**BRIEF:** A set of records appears below. Print them all, word for word.

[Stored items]
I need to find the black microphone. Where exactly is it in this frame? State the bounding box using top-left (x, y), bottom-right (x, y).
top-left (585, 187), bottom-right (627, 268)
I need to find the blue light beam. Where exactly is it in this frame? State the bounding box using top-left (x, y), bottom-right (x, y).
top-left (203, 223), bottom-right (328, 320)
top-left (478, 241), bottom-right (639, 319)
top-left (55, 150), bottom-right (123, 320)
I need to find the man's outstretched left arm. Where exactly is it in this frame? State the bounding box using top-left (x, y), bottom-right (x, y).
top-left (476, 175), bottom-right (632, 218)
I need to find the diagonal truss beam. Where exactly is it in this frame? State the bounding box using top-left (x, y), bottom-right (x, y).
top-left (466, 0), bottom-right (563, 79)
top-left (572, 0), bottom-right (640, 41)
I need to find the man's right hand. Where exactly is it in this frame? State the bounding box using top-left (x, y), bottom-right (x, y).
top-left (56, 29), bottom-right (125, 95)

**FINAL ANSWER:**
I need to find the black microphone. Where exactly is it in this frame? State the bounding box using top-left (x, y), bottom-right (x, y).
top-left (585, 187), bottom-right (627, 268)
I need to find the blue light beam. Where exactly is it in this frame? State the bounding box using top-left (x, y), bottom-right (x, y).
top-left (203, 223), bottom-right (328, 320)
top-left (478, 241), bottom-right (639, 319)
top-left (55, 150), bottom-right (123, 320)
I need to find the man's outstretched left arm. Where exactly is it in this frame? State the bounding box using top-left (x, y), bottom-right (x, y).
top-left (476, 175), bottom-right (632, 218)
I need to find the diagonal truss beam. Where exactly is it in this frame? State the bounding box using top-left (x, y), bottom-right (x, y).
top-left (466, 0), bottom-right (563, 79)
top-left (572, 0), bottom-right (640, 41)
I need to find the man's right hand. Where exactly is it in this frame? State the bounding box using top-left (x, y), bottom-right (x, y).
top-left (56, 29), bottom-right (125, 95)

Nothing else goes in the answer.